▶ **Problem details**:
Reproduce the passage of the reflection on the Great Commandment starting at "As we continue" and ending at "neighbour as ourselves.".

▶ **Text**:
□ □ □ □ □ □ □

As we continue reading from the Gospel of St Matthew (22: 34-40), we see how Jesus counters his adversaries. He had just finished silencing the Sadducees on the question of the resurrection of the dead, when he was assailed by the Pharisees. They wanted Him to pronounce on the ‘Great Commandment in the law’. Jesus assigns equal importance to the two commandments known in the Old Testament and focusses on them the entire content of the law. Loving God with our heart, mind and soul is the first and great commandment, He said, and by the second, which is like it, we ought to love our neighbour as ourselves.

But who is our neighbour? From the parable of the Good Samaritan, we learn that our neighbour is essentially a person in need. In our materialistic age, we think of money as the need, but that simply is not the case. Very often, the other yearns for our love, our time, just a little word or a listening ear. It may not even require our physical presence; sometimes a tinkle, a WhatsApp message, a comforting thought from afar, could save the day. We will never know in advance who we are called to serve, when and how. But serve we must; and those that we serve are our neighbour, and service is the expression of our love.

But then again, what is love? Someone has said: “Love is the most beautiful thing to have, hardest thing to earn and most painful thing to lose”; but far from defining, it makes love seem elusive. In 1 Corinthians 13: 4-7, some of love’s attributes make it palpable: “Love is patient; love is kind; love is not envious or boastful or arrogant or rude. It does not insist on its own way; it is not irritable; it keeps no record of wrongs; it does not rejoice in wrongdoing but rejoices in the truth. It bears all things, believes all things, hopes all things, endures all things.”

Palpable but not defined. That is because love is a many-splendored thing, largely misunderstood and therefore clichéd, especially in our times. Several Catholic thinkers have dwelt upon this inexhaustible topic, and more recently, in his book The Four Loves, C. S. Lewis has distinguished between Affection, Friendship, Eros and Charity, showing how one merges into another, and how one can even become another. More importantly, he underlines that the first three – human loves – can be tainted if not accompanied by the sweetening grace of divine love, Charity. And, as St Ignatius put it: “Love is shown more in deeds than in words.”

□ □ □ □ □ □ □

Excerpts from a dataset
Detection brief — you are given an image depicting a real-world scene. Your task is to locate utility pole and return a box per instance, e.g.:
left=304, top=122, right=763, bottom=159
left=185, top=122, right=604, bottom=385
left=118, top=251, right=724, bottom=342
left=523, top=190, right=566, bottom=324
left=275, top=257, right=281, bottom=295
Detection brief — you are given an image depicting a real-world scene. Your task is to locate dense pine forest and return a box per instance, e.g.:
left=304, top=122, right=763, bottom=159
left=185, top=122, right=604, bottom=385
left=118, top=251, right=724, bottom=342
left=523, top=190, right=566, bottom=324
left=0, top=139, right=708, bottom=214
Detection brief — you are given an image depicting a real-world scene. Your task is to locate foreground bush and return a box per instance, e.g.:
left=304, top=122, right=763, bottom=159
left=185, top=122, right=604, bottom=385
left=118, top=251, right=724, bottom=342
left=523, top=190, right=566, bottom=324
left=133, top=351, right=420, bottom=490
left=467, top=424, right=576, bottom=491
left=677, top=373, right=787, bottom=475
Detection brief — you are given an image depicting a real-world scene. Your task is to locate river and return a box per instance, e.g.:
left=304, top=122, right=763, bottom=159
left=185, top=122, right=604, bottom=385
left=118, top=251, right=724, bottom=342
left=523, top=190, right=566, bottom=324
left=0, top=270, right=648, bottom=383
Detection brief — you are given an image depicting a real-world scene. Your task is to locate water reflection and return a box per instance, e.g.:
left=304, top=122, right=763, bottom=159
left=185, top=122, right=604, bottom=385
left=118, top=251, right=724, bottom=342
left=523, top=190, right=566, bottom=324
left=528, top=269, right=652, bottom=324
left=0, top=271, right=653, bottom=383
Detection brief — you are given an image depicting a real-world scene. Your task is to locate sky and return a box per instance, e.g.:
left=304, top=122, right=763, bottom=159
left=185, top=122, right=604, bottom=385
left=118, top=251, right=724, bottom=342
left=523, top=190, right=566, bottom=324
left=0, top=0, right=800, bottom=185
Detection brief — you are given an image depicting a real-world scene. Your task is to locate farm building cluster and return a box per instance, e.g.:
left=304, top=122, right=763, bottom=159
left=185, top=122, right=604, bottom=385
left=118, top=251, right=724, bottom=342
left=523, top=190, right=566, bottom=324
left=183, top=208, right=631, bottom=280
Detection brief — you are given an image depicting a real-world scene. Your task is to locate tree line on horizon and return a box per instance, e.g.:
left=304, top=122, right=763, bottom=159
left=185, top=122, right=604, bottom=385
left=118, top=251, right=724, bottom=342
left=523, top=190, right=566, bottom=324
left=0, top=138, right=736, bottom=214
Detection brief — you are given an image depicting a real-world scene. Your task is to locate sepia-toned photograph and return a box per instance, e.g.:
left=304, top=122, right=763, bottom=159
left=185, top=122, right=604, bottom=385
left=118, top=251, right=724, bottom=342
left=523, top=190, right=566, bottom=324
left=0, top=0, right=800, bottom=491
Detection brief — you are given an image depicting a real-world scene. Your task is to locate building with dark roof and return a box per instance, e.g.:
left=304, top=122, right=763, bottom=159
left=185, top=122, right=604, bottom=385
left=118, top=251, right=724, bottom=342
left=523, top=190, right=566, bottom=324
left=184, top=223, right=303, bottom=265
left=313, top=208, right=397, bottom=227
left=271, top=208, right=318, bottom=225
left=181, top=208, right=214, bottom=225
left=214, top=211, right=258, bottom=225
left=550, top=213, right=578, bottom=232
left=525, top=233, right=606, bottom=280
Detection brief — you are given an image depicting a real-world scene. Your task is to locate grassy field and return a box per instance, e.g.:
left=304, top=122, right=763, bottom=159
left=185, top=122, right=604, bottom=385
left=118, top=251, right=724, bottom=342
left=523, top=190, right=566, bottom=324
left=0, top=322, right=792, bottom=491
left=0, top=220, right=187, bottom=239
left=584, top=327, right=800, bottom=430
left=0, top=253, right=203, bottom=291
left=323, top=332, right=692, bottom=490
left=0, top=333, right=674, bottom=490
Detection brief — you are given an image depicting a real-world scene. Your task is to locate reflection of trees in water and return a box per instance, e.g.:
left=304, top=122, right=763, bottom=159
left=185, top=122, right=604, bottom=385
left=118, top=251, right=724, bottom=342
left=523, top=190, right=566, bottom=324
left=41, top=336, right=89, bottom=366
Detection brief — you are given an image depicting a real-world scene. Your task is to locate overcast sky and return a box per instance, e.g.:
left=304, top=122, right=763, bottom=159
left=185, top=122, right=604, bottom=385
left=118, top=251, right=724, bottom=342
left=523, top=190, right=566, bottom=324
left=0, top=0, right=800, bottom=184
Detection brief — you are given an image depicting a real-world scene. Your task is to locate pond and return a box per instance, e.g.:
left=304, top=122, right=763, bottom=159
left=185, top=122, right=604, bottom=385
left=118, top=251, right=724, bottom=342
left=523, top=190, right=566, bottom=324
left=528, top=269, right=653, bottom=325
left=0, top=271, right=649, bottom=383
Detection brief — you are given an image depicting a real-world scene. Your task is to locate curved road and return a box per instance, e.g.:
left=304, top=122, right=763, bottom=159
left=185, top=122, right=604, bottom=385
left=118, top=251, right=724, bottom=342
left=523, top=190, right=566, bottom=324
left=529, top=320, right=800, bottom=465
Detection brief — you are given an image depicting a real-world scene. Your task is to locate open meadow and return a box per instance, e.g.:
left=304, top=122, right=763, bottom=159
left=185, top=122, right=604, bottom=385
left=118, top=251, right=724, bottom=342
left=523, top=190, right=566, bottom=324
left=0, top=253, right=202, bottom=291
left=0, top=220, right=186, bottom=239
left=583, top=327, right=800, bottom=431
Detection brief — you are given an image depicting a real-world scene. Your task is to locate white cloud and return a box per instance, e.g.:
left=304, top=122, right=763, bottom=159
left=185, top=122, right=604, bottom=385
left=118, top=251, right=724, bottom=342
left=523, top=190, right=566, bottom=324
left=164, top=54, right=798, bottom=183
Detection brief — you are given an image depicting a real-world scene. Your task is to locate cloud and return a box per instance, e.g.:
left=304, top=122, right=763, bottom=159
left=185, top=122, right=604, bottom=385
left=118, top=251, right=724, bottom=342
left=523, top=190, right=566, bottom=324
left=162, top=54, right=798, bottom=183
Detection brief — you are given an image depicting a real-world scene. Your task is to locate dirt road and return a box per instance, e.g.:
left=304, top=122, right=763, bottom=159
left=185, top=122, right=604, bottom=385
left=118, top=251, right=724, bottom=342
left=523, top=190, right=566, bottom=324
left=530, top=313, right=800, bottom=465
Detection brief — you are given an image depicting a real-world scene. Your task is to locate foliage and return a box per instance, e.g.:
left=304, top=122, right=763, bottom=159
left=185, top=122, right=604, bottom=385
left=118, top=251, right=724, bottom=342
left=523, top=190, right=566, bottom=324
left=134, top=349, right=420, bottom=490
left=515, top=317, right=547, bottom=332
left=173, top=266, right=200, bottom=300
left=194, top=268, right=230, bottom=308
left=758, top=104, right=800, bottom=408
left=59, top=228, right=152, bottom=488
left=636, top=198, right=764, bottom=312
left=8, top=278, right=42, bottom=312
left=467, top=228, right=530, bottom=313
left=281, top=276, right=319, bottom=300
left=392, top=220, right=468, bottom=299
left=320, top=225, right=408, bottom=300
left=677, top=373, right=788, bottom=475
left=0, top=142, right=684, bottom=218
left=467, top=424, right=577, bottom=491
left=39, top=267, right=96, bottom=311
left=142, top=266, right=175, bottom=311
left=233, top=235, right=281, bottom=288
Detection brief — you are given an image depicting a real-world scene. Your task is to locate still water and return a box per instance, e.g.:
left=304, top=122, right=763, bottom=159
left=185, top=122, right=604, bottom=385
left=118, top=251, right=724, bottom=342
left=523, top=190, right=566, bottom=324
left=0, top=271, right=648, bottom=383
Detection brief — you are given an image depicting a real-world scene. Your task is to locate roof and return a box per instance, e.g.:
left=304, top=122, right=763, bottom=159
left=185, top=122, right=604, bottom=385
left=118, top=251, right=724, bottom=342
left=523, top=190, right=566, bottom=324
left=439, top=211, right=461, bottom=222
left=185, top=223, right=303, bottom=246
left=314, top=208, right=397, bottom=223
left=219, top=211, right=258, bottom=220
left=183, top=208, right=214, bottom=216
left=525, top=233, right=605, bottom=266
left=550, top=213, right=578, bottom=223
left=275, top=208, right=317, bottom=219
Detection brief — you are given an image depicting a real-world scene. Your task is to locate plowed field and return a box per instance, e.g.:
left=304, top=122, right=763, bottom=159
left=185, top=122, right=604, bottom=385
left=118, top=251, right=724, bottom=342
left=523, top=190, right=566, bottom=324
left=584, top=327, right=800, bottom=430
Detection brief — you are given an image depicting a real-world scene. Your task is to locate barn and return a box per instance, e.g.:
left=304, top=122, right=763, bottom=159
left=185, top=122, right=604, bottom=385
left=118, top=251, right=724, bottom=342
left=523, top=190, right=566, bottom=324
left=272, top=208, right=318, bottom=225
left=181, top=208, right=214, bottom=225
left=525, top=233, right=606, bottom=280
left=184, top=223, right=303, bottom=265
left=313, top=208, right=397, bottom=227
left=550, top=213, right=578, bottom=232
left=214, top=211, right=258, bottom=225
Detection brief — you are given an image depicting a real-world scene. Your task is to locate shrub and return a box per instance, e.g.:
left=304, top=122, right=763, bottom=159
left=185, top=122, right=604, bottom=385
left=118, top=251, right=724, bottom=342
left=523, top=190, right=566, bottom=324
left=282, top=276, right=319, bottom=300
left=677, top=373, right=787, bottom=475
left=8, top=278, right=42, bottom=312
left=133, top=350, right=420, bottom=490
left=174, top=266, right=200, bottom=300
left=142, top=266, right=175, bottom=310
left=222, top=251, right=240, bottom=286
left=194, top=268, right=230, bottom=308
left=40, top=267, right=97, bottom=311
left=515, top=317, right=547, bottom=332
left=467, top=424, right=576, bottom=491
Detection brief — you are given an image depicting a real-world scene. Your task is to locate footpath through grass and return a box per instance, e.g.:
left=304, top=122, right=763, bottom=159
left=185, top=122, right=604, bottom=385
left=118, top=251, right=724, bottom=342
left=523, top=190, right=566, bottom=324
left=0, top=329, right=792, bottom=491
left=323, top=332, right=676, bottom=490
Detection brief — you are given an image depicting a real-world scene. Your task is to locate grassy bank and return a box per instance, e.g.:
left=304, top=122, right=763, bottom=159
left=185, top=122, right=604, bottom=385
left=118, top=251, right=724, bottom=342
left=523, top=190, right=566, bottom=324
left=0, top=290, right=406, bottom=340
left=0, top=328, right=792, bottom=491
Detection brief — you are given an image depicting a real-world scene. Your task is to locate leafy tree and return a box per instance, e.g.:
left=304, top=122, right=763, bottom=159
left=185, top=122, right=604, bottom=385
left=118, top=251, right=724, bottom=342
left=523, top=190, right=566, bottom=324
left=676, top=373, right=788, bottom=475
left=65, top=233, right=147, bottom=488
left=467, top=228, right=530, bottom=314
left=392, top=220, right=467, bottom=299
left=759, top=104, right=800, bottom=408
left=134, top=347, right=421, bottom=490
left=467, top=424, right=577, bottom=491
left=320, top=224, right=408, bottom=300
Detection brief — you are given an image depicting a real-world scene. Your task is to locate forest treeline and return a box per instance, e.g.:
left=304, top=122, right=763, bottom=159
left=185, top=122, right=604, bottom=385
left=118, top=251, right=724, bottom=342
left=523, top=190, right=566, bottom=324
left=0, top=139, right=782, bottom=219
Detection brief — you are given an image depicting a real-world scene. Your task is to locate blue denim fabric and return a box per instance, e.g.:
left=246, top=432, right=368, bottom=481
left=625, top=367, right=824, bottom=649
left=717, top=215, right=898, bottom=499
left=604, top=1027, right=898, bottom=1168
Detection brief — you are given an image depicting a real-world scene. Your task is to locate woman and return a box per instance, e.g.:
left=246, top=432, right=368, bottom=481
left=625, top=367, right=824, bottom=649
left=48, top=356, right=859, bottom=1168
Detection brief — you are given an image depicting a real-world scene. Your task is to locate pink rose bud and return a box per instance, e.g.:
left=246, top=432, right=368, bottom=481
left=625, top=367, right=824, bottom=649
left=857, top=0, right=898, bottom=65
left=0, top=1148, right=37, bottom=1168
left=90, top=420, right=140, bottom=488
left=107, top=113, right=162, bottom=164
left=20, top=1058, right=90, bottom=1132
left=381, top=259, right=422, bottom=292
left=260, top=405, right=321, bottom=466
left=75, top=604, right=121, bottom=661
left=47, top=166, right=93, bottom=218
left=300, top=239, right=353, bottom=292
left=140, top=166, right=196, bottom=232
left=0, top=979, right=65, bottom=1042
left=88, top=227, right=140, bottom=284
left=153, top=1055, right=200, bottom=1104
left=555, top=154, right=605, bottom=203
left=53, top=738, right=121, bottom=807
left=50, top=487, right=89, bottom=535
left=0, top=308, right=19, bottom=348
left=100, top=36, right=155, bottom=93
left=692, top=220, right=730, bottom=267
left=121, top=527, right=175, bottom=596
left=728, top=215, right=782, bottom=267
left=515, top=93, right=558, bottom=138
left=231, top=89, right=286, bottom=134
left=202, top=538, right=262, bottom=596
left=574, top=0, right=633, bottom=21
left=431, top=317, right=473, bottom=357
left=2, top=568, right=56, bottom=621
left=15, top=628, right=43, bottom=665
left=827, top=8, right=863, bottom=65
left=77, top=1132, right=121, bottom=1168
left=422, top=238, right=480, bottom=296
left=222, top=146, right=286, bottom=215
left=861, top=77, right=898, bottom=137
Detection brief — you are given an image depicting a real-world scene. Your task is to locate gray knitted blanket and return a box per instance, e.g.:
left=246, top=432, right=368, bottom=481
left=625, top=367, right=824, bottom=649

□ □ □ □ □ □ □

▶ **Task answer**:
As we continue reading from the Gospel of St Matthew (22: 34-40), we see how Jesus counters his adversaries. He had just finished silencing the Sadducees on the question of the resurrection of the dead, when he was assailed by the Pharisees. They wanted Him to pronounce on the ‘Great Commandment in the law’. Jesus assigns equal importance to the two commandments known in the Old Testament and focusses on them the entire content of the law. Loving God with our heart, mind and soul is the first and great commandment, He said, and by the second, which is like it, we ought to love our neighbour as ourselves.